→ **SHORT TASK**:
Rewrite the rows from the line containing "# point: white roof" through the end of the rows, inclusive, replacing "exterior wall" with "outer wall" and leaving everything else unchanged.

(Data records)
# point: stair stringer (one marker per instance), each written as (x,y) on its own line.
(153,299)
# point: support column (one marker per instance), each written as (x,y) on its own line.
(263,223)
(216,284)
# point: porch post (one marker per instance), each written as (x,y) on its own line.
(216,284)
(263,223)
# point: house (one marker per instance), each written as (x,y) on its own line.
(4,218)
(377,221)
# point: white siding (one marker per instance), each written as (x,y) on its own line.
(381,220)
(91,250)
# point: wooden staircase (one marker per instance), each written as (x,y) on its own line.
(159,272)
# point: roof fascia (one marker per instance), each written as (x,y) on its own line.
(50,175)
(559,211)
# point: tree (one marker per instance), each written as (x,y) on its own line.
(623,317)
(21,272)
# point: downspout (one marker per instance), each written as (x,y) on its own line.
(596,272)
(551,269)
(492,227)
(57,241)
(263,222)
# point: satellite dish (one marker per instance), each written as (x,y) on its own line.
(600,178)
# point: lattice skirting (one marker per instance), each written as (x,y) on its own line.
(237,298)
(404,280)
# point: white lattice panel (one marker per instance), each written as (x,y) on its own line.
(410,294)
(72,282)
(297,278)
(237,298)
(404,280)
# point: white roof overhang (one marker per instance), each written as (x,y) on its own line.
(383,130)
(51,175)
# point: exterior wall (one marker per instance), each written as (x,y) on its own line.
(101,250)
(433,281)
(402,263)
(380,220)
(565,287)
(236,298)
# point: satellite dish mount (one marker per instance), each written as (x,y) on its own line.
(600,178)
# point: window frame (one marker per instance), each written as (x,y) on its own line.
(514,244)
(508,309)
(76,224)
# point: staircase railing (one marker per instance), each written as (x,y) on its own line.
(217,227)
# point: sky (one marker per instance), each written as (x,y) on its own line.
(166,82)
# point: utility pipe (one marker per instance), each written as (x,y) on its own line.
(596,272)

→ **FULL OUTPUT**:
# point: white roof overhang (one marker per instance), each written as (x,y) on its own line.
(383,130)
(51,175)
# point: outer wall (one marker per instance), each written as (x,y) on its own line.
(101,250)
(433,281)
(402,263)
(380,220)
(565,287)
(236,298)
# point: satellite dish mount (one marker per instance), each written as (x,y) on its own line.
(600,178)
# point: window frame (one marker per instance), each written as (x,y) on its own line.
(514,244)
(508,309)
(76,224)
# point: staircase railing (one marker per instance), each written as (x,y) on its own line.
(217,227)
# point: sky (one marker per instance), each written as (x,y) on its own line.
(166,82)
# point: utility pipe (one marker per instance), each written as (x,y) on its own line.
(596,272)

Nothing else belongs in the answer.